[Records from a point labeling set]

▶

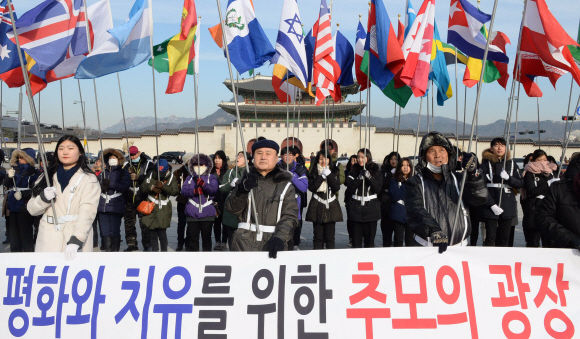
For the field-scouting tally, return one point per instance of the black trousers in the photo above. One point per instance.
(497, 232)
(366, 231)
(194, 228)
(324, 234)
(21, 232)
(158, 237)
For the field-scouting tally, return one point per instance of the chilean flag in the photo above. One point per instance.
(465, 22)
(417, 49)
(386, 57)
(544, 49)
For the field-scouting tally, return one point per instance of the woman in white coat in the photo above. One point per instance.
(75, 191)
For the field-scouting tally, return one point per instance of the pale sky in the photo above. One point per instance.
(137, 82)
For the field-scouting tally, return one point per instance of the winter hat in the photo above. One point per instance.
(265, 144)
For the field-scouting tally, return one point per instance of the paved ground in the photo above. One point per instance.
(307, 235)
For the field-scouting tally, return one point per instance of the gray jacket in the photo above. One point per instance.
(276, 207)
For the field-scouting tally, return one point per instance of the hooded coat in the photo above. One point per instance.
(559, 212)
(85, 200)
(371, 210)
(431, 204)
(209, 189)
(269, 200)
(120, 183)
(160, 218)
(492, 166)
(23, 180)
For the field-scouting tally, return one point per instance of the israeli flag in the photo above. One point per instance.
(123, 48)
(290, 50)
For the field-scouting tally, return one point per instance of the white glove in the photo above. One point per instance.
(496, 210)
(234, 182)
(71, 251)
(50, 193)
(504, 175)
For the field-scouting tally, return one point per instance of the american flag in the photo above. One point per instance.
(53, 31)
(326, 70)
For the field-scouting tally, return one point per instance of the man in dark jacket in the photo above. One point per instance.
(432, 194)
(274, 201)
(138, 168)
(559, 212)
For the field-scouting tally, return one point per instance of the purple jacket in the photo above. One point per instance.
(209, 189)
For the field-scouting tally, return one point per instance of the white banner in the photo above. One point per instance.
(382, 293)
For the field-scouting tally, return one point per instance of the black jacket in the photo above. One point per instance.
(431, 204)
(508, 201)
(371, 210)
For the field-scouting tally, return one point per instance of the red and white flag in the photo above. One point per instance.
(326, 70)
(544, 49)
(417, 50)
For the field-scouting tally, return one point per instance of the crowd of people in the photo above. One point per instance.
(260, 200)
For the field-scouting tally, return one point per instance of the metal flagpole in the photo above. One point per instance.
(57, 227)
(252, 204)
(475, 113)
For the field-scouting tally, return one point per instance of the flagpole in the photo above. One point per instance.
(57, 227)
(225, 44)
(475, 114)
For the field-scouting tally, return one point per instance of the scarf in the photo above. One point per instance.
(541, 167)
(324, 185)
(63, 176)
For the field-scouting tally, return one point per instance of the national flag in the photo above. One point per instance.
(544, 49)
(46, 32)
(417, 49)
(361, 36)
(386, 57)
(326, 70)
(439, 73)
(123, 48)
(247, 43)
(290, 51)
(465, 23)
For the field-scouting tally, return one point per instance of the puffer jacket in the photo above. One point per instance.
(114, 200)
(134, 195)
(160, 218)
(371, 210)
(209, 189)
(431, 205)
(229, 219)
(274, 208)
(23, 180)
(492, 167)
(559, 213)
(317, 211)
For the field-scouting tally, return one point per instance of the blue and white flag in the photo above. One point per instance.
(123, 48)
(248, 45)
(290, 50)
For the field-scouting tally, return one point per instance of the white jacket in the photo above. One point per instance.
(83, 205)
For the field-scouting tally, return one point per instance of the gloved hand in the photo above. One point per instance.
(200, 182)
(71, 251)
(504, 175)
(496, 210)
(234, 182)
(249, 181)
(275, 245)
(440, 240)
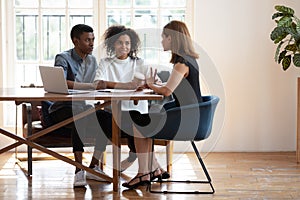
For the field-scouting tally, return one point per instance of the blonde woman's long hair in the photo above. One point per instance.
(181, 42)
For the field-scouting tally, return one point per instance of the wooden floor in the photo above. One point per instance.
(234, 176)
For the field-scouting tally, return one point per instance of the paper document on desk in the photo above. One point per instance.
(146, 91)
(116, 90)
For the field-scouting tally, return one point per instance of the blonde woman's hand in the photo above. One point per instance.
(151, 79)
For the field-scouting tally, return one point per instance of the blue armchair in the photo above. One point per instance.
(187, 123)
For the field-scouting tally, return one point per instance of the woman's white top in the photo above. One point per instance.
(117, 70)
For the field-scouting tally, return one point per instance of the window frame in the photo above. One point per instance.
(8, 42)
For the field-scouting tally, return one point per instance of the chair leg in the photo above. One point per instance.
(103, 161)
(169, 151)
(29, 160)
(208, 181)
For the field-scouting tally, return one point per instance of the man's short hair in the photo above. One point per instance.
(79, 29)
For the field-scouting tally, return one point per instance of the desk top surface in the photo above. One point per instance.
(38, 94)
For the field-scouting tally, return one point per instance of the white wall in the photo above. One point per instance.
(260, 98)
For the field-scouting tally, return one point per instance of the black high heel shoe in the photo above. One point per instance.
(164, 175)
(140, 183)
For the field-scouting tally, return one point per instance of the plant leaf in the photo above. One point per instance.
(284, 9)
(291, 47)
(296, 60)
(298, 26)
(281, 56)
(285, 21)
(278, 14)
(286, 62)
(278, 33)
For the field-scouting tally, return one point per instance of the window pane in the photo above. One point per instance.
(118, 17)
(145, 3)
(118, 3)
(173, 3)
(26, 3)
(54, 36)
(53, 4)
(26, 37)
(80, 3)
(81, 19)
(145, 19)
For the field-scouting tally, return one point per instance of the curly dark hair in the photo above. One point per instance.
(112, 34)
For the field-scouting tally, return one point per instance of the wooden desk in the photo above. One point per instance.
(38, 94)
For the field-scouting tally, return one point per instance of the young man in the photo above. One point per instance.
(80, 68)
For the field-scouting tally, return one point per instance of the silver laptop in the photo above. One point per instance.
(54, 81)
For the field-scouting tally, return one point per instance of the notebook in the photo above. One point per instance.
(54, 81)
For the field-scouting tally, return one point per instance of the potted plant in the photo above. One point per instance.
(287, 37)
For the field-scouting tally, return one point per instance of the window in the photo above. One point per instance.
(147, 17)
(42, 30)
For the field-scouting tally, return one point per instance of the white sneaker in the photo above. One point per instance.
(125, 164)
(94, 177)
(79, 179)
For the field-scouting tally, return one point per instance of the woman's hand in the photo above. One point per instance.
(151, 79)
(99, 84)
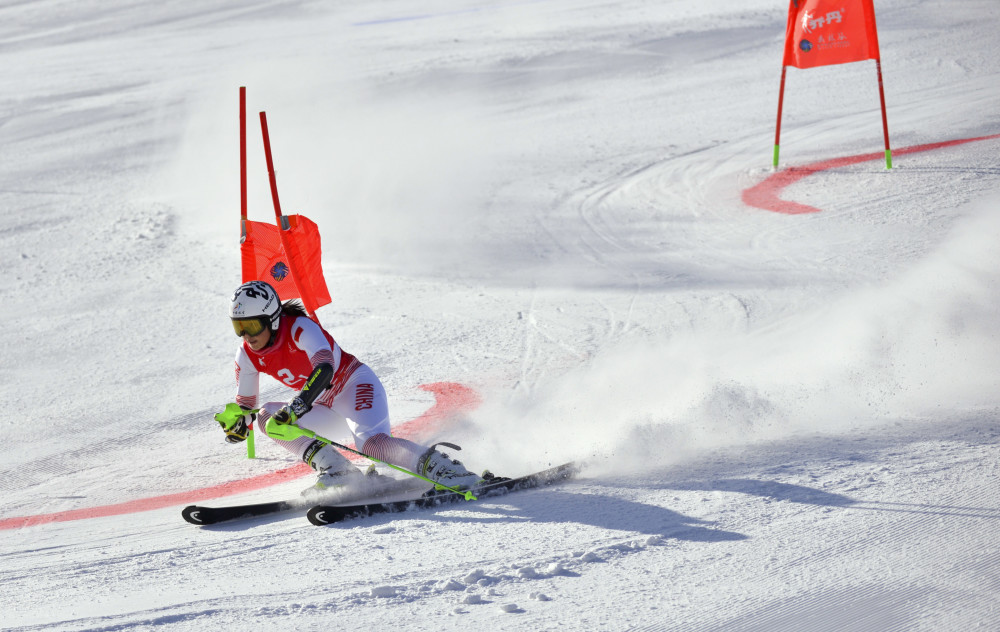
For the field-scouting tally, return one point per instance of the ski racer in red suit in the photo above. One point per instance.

◀

▸ DIRECTIVE
Quote every line of the records above exactly; no picture is to be copied.

▸ RESPONSE
For the field-scouting tally, return one point per instance of the black trousers in the photo above. One point per instance.
(497, 232)
(366, 231)
(194, 228)
(324, 234)
(21, 232)
(158, 237)
For the field-scouting tally, return one point per instance of the chilean flag in the photo above. One point per instance.
(465, 22)
(417, 49)
(386, 57)
(544, 49)
For the field-scouting tally, return one point per instance of the woman in white coat in the photo above. One point per instance.
(75, 191)
For the field-scouting tally, return one point per instance of the pale sky in the photo above. One point per instance.
(137, 82)
For the field-scouting tally, return one point per instance of the winter hat in the photo above. One point per instance.
(265, 144)
For the field-scouting tally, return one point per instance of the paved ground in the photo above. One point per instance.
(307, 235)
For the field-scouting tally, return one point per instance of the gray jacket in the photo above. One point per instance.
(276, 207)
For the field-scouting tally, return one point per instance of the hooded coat in the photo above. One point per instance.
(559, 212)
(85, 200)
(371, 210)
(431, 204)
(209, 189)
(269, 200)
(120, 183)
(160, 218)
(492, 166)
(23, 180)
For the field-scouting tally, return one point per instance of the israeli flag in the photo above. One point per instance.
(123, 48)
(290, 50)
For the field-scouting tally, return one point per instance of the white glove in the photo above. One point per instance.
(496, 210)
(234, 182)
(71, 251)
(50, 193)
(504, 175)
For the field-scouting tally, return one point per instance of the american flag in the photo above. One point per instance.
(53, 31)
(326, 70)
For the field-scouting tally, return one point per instance of the man in dark jacket in the photo above. One point per instance.
(432, 194)
(274, 201)
(138, 168)
(559, 212)
For the field-scouting tally, return one point per instance of the purple jacket in the photo above. One point per instance.
(209, 189)
For the field-scouting tally, return one point per instance of the white banner in the photo above. One point per instance.
(382, 293)
For the field-scouting tally, return one point per instance of the black jacket in the photo above. One point per instance.
(431, 204)
(508, 201)
(371, 210)
For the field-scouting tally, return one point per instance of the red and white flag in the photo above. One point per instance.
(326, 70)
(544, 49)
(417, 50)
For the field-scouting tally, return one point per instance of the crowd of people in the photo above. One point per instance.
(260, 200)
For the field-scouting tally, return one point per instance of the metal flagpole in the photo above. One point per instance.
(57, 227)
(252, 204)
(475, 113)
For the field-scouting tally, return one point per instance of the flagpole in the photo above. One point per instance.
(57, 227)
(225, 44)
(475, 114)
For the field-scouting tally, return one point per instance of the scarf in the photo above. One point per instance.
(541, 167)
(324, 185)
(63, 176)
For the field-scouting tally, return one point per instance of the national flag in the photo above. One point per instance.
(544, 49)
(46, 32)
(417, 49)
(361, 36)
(386, 57)
(326, 70)
(439, 73)
(123, 48)
(247, 43)
(290, 51)
(465, 23)
For the field-scouting tally, return one point per instance of the puffer jacket in the photo above. One point per instance.
(114, 200)
(134, 195)
(160, 218)
(371, 210)
(209, 189)
(431, 205)
(229, 219)
(274, 208)
(23, 180)
(492, 167)
(559, 213)
(317, 211)
For the field-scouting tally, return one point per instance of the blue and white flag in the photo above. One point per instance.
(123, 48)
(248, 45)
(290, 50)
For the field-scouting tally, return one point per instance of the white jacket in the photo above. One point per instance.
(83, 205)
For the field-scouting tally, return one point per instance of the gloved hand in the photo above. One point per instance.
(200, 182)
(71, 251)
(504, 175)
(496, 210)
(234, 182)
(249, 181)
(275, 245)
(440, 240)
For the field-scouting tally, return one point per instance of the blonde woman's long hair in the photo above. One point per instance.
(181, 42)
For the field-scouting tally, return one point per instance of the wooden floor in the photo above. One point per instance.
(234, 176)
For the field-scouting tally, return one point per instance of the paper document on desk in the photo above. One point per instance.
(146, 91)
(116, 90)
For the field-scouting tally, return one point per instance of the blonde woman's hand in the photo above. One point per instance.
(151, 79)
For the field-scouting tally, return one point per instance of the blue armchair in the photo above. One point per instance.
(187, 123)
For the field-scouting tally, return one point per instance of the woman's white top in the photo above. One point per instance.
(117, 70)
For the field-scouting tally, return one point per instance of the window frame in the photo above. One point per instance.
(8, 42)
For the field-scouting tally, return one point per instance of the chair leg in the photo above. One point per instance.
(103, 161)
(169, 151)
(29, 160)
(208, 181)
For the field-scouting tally, return one point per instance of the man's short hair in the photo above. One point per instance.
(79, 29)
For the field-scouting tally, return one point per instance of the desk top surface in the photo above. One point per instance.
(38, 94)
For the field-scouting tally, return one point per instance of the white wall in the photo above. One point per instance.
(260, 98)
For the field-scouting tally, return one point per instance of the black high heel shoe in the photo above. One point per instance.
(164, 175)
(140, 183)
For the field-scouting tally, return one point per instance of the plant leaf in the photo above. One point per instance.
(284, 9)
(291, 47)
(296, 60)
(298, 26)
(281, 56)
(285, 21)
(278, 14)
(286, 62)
(278, 33)
For the field-scouting tally, return one point per instance of the window pane in the photo above. One point per instance.
(118, 17)
(145, 3)
(118, 3)
(173, 3)
(26, 3)
(54, 36)
(53, 4)
(26, 37)
(80, 3)
(81, 19)
(145, 19)
For the field-scouting tally, return one point per instance of the curly dark hair in the photo above. One point per instance.
(112, 34)
For the field-scouting tally, return one point per instance of the wooden desk in the photo above. One point per instance.
(38, 94)
For the field-scouting tally, return one point per instance of the young man in the photo above. One point per instance.
(80, 68)
For the field-scouting tally, return one point per instance of the silver laptop in the photo above. One point per instance.
(54, 81)
For the field-scouting tally, return one point per instance of the notebook in the photo above. One point per instance.
(54, 81)
For the field-scouting tally, return one point per instance of the potted plant in the photo above. One point per instance.
(287, 37)
For the field-scouting tally, return one point per instance of the window in the photo above. One point per instance.
(147, 17)
(42, 30)
For the field-scouting tally, return one point per instance of the white sneaker in the photo above. One point per instance.
(125, 164)
(94, 177)
(79, 179)
For the field-scouting tally, return one point per instance of the woman's hand in the photo above. One point per instance.
(151, 79)
(99, 84)
For the field-scouting tally, return one point per instance of the ski racer in red suit in the photo above. One point per instance.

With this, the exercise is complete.